━━━ DATA SUPPLIED

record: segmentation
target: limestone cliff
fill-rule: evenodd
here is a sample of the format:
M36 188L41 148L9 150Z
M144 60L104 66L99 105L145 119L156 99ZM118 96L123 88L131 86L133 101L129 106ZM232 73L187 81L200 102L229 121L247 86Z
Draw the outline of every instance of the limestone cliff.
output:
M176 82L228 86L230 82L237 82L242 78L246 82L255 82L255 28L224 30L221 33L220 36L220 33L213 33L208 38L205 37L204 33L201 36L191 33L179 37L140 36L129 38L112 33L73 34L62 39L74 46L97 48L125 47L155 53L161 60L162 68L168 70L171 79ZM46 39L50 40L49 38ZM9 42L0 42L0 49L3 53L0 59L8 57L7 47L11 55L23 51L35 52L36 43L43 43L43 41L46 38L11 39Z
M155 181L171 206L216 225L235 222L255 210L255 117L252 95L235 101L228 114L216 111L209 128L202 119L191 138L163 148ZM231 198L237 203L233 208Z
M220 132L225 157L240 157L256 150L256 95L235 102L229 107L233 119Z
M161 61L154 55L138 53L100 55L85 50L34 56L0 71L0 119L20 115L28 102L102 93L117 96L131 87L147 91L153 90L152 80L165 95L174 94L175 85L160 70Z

━━━━━━

WHAT YOU ARE ASKED TO DO. Edit the listing so that each "limestone cliff" reads "sandstone ridge" and everything else stays the same.

WRITTEN RESPONSE.
record: segmentation
target: sandstone ridge
fill-rule: evenodd
here is a sample of the format:
M36 188L41 148L9 150Z
M144 60L104 66L99 105L145 119L156 99ZM118 96L123 88L131 86L133 101L129 106ZM232 73L187 81L200 102L229 121L247 86Z
Draw the outline of every instance of the sandstone ridge.
output:
M176 82L228 86L230 82L237 82L242 78L246 82L255 82L255 28L224 30L221 33L220 36L220 33L213 33L208 38L205 37L204 33L201 36L191 33L179 37L140 36L129 38L112 33L73 34L62 39L74 46L97 48L125 47L155 53L161 60L162 68L168 70L171 79ZM46 39L50 40L49 38ZM9 42L0 42L0 49L3 53L0 59L8 57L7 47L11 55L23 51L35 52L36 43L43 43L43 41L46 38L11 39Z
M155 181L171 206L216 225L235 222L255 210L255 117L252 95L235 101L228 114L216 111L209 128L202 119L191 138L163 148ZM231 198L237 203L233 208Z
M220 132L225 157L240 157L256 150L256 95L235 102L229 107L233 119Z
M161 61L154 55L138 53L100 55L85 50L34 56L0 71L0 119L20 115L28 102L102 93L117 96L131 87L147 91L153 90L152 80L165 95L174 94L175 85L160 70Z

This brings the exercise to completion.